* [Source extract]:
————————
Each time you think that you can parallelize some work, it’s almost always better to rely on multiprocessing and to fork your jobs in order to spread the workload across several CPU cores. This wouldn’t be a good solution for very small execution times, as the cost of the fork() call would be too big, but for larger computing needs, it works well.

Event-Driven Architecture

Event-driven programming is characterized by the use of events, such as user input, to dictate how control flows through a program, and it is a good solution for organizing program flow. The event-driven program listens for various events happening on a queue and reacts based on those incoming events.

Let’s say you want to build an application that listens for a connection on a socket and then processes the connection it receives. There are basically three ways to approach the problem:

Fork a new process each time a new connection is established, relying on something like the multiprocessing module.
Start a new thread each time a new connection is established, relying on something like the threading module.
Add this new connection to your event loop and react to the event it will generate when it occurs.

Determining how a modern computer should handle tens of thousands of connections simultaneously is known as the C10K problem. Among other things, the C10K resolution strategies explain how using an event loop to listen to hundreds of event sources is going to scale much better than, say, a one-thread-per-connection approach. This doesn’t mean that the two techniques are not compatible, but it does mean that you can usually replace the multiple-threads approach with an event-driven mechanism.

Event-driven architecture uses an event loop: the program calls a function that blocks execution until an event is received and ready to be processed. The idea is that your program can be kept busy doing other tasks while waiting for inputs and outputs to complete. The most basic events are “data ready to be read” and “data ready to be written.”

In Unix, the standard functions for building such an event loop are the system calls select(2) or poll(2). These functions expect a list of file descriptors to listen for, and they will return as soon as at least one of the file descriptors is ready to be read from or written to.

In Python, we can access these system calls through the select module. It’s easy enough to build an event-driven system with these calls, though doing so can be tedious. Listing 11-3 shows an event-driven system that does our specified task: listening on a socket and processing any connections it receives.

import select
import socket

server = socket.socket(socket.AF_INET,
                       socket.SOCK_STREAM)
# Never block on read/write operations
server.setblocking(0)

# Bind the socket to the port
server.bind(('localhost', 10000))
server.listen(8)

while True:
    # select() returns 3 arrays containing the object (sockets, files...)

    # that are ready to be read, written to or raised an error
inputs,
outputs, excepts = select.select([server], [], [server])
    if server in inputs:
        connection, client_address = server.accept()
        connection.send("hello! ")

Listing 11-3: Event-driven program that listens for and processes connections

In Listing 11-3, a server socket is created and set to non-blocking, meaning that any read or write operation attempted on that socket won’t block the program. If the program tries to read from the socket when there is no data ready to be read, the socket recv() method will raise an OSError indicating that the socket is not ready. If we did not call setblocking(0), the socket would stay in blocking mode rather than raise an error, which is not what we want here. The socket is then bound to a port and listens with a maximum backlog of eight connections.
————————
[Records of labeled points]
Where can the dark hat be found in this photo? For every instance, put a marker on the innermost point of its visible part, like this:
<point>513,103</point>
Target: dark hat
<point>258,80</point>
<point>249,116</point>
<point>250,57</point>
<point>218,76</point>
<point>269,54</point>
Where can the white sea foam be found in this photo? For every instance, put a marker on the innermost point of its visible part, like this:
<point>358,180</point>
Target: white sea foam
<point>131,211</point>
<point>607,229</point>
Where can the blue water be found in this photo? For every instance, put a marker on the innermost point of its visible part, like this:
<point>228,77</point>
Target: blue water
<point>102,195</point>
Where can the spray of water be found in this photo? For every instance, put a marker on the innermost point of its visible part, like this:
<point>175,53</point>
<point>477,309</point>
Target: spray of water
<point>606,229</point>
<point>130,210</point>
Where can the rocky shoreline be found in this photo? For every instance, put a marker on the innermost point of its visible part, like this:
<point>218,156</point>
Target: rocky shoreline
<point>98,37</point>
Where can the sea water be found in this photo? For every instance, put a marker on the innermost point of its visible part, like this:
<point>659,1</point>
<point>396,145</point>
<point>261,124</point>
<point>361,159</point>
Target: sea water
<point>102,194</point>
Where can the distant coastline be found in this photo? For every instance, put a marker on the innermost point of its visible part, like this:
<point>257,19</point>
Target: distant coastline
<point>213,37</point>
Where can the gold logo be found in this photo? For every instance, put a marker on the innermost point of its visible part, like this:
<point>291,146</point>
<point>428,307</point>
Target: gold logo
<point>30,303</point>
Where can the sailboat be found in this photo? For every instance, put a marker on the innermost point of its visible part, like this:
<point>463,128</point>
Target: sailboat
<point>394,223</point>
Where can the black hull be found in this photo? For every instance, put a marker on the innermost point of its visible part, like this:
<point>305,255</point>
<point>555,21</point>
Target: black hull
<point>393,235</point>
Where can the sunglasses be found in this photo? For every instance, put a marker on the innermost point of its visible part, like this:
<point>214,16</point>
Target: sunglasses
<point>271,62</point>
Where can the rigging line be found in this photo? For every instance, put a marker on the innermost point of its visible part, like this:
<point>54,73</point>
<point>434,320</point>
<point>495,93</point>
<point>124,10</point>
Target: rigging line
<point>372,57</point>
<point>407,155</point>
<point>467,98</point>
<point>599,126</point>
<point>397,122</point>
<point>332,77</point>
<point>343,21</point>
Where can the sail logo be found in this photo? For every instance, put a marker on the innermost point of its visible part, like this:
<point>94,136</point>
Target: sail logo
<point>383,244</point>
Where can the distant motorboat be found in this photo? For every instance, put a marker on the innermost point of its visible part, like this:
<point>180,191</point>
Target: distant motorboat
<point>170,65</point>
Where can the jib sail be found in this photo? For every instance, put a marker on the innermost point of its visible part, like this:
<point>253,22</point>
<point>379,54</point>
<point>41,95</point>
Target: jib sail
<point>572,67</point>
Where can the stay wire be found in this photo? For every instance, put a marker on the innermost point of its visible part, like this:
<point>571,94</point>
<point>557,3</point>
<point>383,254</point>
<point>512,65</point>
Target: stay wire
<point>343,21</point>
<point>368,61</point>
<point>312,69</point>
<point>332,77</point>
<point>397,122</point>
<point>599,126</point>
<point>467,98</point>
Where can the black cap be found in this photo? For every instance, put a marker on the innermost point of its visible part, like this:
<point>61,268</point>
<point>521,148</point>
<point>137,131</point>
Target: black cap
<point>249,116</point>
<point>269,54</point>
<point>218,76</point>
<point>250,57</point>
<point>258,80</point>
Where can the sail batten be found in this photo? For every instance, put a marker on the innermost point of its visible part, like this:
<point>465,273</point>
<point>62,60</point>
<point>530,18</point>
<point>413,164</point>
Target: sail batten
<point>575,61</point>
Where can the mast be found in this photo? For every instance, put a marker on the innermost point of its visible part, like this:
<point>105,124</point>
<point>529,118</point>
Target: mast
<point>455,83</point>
————————
* [Exercise tasks]:
1. Decide whether each statement agrees with the event-driven architecture excerpt, answering yes or no and quoting the words of the excerpt that decide it. (a) The select(2) and poll(2) calls return once at least one of the listed file descriptors is ready. (b) Forking jobs is a good approach when execution times are very small. (c) The server socket in the example code listens with a maximum backlog of ten connections.
2. Transcribe the stretch of the listing of labeled points from the line containing "Where can the sail batten" through the end of that listing.

* [Answers for this exercise]:
1.
(a) Yes: "they will return as soon as at least one of the file descriptors is ready to be read from or written to."
(b) No: "This wouldn’t be a good solution for very small execution times, as the cost of the fork() call would be too big"
(c) No: "The socket is then bound to a port and listens with a maximum backlog of eight connections."

2.
Where can the sail batten be found in this photo? For every instance, put a marker on the innermost point of its visible part, like this:
<point>465,273</point>
<point>62,60</point>
<point>530,18</point>
<point>413,164</point>
Target: sail batten
<point>575,61</point>
Where can the mast be found in this photo? For every instance, put a marker on the innermost point of its visible part, like this:
<point>105,124</point>
<point>529,118</point>
Target: mast
<point>455,83</point>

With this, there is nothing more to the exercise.